▶ [Objective] Give every line of the entries below as a Markdown table with two columns, No. and Text. Number the rows, skip blank lines, and leave out the pictures.
● ● ●
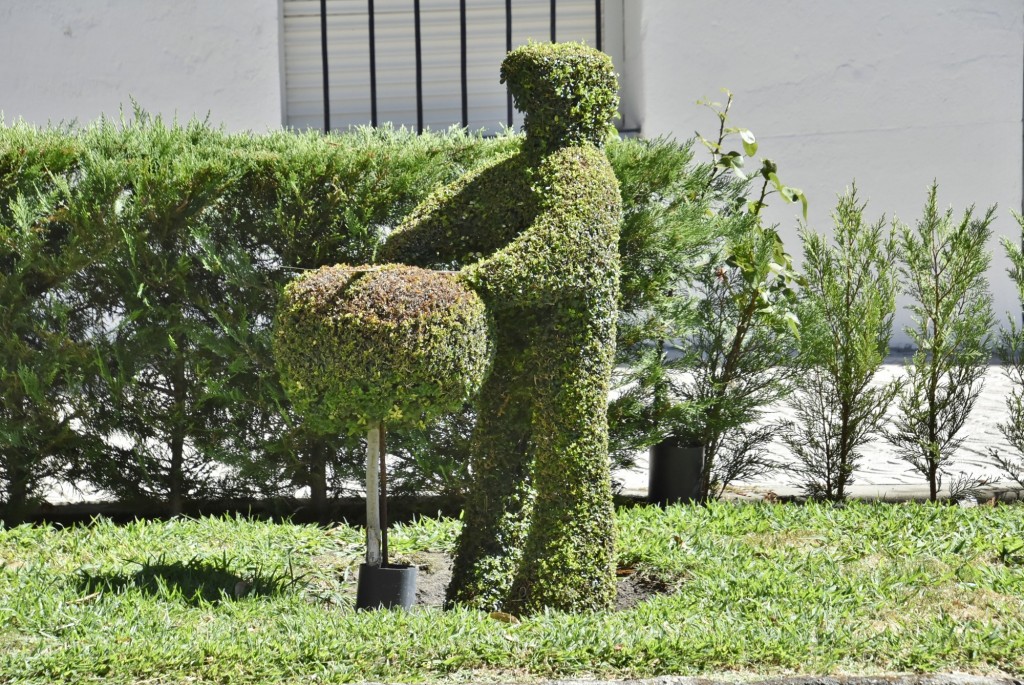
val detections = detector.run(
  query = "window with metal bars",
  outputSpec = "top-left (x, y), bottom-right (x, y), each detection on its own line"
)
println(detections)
top-left (283, 0), bottom-right (604, 132)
● ● ●
▶ [Result]
| No. | Text |
|---|---|
| 1 | val detections = detector.run( |
| 2 |   query = "window with metal bars", |
| 3 |   outputSpec = "top-left (x, y), bottom-right (x, y), each detection on its own line" |
| 4 | ) |
| 5 | println(detections) |
| 6 | top-left (283, 0), bottom-right (604, 132) |